• Exercise set
1: Transcribe the film review word for word, from "There is also" to "of Cloverfield (2008).".
2: Write the next part of the film review, picking up right after its last sentence.

• Given passage
========================

The visuals are stunning and beautiful. The natural rocks and beach of Cesme become a character unto themselves, as the camera tends to look like selfie-style angles with either long shots or very close-ups of people accompanied by the images being shaky. While it tends to be way more artsy than (in my opinion) needs to be, i.e., it feels more like showing off than anything else, I will also add there are moments that are creepy as all hell, but would be more so if I understood what I was looking at. I found the best way for me to address it was to take it scene by scene, rather than a whole zeitgeist.

At times, it seems like it’s the same people, but the consciousness of our two protagonists jump from dimension to dimension in sharp jump cuts, which of course doesn’t explain the malevolence or body distortions (scars, whited out eyes, missing eyes, and the like). Is it a dream? A premonition? Hell? I’m not sure, but I will say that “World are colliding, Jerry; world are colliding!”

There is also a meta-story happening as we watch Akcay observing himself on the video playback on his camera. He kind of figures out what is happening, even if it remains somewhat unclear to the viewer (well, this viewer anyway). I’m also glad that I saw this on a small screen, because if I saw it at a theater, I can imagine it inducing the same kind of motion sickness inspired by the likes of Cloverfield (2008).

========================

• Supplied information
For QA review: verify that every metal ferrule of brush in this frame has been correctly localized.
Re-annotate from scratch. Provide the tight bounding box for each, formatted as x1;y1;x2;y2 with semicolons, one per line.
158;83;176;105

========================

• The answers
1:
There is also a meta-story happening as we watch Akcay observing himself on the video playback on his camera. He kind of figures out what is happening, even if it remains somewhat unclear to the viewer (well, this viewer anyway). I’m also glad that I saw this on a small screen, because if I saw it at a theater, I can imagine it inducing the same kind of motion sickness inspired by the likes of Cloverfield (2008).

2:
The effects and make-up are really well done, both digitally and appliance, giving some parts an effectively creepy overlay, even with the jumpy edits. Also, some of the scenarios, especially those in a not-so vacant house are especially unnerving.

Included extras are two trailers for this film and something called a “Full Motion Menu,” but I’m not sure what that is (perhaps an Easter egg, something I’ve always been miserable at finding?). My one wish would be for captions.

Memory Lane
Directed by Shawn Holmes
553AM Creative Group / Wild Eye Releasing
71 minutes, 2012 / 2015

Poor Nick Boxer (as in fighter; Michael Guy Allen) is a returning war veteran with a hard case of PTSD, as do so many others (thank you George W. Bush for spiritually raping a generation by putting them into an unnecessary war to feed your daddy and Dickie’s wallets, and you sit around and paint; but I digress…). As we meet Nick and his sister Hannah (unconventional cutie Anna Szyszkiewicz), we are only given hints early on as to why the stress for this particular GI. What does the snail-mail letter he receives mean? What does a finger on a tube mean? Relax; it’s all in the first 3 minutes so I’m not giving away anything.

Nick needs to find a way to get past the psychological pain, and his way is certainly unorthodox: it involves a bathtub and a plugged in radio. There is actually is a high level of suicide among returning GIs after the things they have needed to do, and the sights before them. It is not an easy life coming back traumatized. But what is the cause? Ahhh, in there waits Memory Lane.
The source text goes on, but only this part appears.